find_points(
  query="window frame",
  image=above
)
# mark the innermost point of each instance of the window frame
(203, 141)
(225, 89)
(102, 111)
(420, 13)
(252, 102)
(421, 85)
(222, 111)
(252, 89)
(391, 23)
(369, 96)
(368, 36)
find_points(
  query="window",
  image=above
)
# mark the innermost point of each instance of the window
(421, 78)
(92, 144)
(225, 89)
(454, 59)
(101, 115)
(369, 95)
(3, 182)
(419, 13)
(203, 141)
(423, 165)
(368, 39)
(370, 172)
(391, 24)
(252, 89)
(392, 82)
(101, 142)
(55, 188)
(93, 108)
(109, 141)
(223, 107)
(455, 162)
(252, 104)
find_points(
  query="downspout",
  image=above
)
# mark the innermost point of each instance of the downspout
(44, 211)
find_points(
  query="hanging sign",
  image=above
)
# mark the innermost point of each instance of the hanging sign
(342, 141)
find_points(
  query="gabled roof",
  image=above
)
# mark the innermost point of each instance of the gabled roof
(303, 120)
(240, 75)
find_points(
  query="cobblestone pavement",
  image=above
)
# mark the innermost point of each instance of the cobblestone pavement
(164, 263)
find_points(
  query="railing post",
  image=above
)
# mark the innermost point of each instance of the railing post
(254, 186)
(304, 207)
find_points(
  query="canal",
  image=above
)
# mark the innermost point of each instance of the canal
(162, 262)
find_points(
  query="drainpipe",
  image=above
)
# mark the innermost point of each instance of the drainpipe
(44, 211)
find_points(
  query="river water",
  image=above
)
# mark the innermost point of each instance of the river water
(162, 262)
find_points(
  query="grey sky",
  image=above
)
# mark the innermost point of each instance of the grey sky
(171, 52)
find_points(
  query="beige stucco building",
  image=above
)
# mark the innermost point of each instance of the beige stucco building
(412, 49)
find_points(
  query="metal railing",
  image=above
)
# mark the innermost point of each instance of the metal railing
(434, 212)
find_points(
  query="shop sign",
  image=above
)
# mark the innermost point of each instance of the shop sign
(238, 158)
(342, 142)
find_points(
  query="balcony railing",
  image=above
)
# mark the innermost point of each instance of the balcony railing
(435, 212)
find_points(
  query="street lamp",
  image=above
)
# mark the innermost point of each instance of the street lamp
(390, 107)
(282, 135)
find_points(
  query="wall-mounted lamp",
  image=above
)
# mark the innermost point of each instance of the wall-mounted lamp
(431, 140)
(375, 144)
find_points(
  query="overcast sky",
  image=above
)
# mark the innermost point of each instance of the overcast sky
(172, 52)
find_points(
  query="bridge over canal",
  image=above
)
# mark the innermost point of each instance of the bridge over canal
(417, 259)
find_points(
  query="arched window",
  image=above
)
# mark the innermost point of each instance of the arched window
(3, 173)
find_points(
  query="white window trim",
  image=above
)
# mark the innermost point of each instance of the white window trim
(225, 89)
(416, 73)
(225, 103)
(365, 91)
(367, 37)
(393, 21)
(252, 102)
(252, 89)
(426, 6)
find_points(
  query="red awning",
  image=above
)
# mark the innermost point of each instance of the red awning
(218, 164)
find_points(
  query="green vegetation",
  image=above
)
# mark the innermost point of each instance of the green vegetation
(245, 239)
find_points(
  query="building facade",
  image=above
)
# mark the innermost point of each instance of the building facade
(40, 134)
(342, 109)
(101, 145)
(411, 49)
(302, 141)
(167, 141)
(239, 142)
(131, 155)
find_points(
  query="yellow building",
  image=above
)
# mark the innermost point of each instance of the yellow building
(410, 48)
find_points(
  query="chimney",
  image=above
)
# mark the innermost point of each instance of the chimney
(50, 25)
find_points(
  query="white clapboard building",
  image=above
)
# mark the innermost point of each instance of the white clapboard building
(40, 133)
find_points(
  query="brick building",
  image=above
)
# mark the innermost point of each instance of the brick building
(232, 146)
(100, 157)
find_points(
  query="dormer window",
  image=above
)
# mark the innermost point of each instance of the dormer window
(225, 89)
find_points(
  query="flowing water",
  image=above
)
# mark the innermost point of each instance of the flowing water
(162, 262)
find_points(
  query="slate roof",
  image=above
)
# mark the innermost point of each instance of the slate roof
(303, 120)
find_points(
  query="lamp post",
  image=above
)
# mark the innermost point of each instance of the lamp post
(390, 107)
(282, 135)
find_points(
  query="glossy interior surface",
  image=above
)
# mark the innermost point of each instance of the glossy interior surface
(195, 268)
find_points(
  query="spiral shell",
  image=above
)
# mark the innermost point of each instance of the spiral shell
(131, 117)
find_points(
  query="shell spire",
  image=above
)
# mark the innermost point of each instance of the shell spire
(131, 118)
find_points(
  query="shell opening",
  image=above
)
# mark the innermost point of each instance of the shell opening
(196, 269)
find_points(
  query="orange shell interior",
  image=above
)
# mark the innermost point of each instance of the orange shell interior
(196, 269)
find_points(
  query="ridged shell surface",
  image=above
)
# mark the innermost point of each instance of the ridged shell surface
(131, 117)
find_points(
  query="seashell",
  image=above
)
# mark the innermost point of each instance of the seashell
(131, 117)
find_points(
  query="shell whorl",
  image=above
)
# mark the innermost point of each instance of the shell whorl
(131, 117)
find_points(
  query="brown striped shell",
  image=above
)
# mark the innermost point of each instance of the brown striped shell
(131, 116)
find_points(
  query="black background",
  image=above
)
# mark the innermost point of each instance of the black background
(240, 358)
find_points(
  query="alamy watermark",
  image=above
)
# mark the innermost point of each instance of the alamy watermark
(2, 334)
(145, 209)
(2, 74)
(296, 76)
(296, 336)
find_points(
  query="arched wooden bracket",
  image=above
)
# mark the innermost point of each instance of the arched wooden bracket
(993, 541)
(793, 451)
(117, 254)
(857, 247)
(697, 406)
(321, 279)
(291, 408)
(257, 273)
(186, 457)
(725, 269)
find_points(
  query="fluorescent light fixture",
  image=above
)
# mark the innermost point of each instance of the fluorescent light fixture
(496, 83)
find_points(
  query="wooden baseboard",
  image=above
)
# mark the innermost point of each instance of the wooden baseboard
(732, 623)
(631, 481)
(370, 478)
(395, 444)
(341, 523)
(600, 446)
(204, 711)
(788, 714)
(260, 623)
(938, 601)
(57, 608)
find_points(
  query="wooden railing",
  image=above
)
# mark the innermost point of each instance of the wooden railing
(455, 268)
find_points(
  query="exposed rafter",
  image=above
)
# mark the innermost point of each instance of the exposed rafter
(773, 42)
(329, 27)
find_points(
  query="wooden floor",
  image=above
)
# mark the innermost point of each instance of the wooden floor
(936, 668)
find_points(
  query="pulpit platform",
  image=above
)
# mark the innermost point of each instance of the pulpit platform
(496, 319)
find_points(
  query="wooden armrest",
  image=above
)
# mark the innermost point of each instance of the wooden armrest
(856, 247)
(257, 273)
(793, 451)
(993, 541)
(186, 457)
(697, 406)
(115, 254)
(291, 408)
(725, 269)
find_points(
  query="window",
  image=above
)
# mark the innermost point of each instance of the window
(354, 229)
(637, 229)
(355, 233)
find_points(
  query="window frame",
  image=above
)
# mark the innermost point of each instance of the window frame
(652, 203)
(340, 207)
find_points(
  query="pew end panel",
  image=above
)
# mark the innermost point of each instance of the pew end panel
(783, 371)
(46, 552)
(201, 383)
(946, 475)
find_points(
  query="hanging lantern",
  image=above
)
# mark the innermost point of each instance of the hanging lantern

▸ **Problem to work on**: Pull out every line of the material above that contains the word "rafter".

▸ **The completed task**:
  query="exposed rafter",
# mark the innermost point of each instance of the exposed rafter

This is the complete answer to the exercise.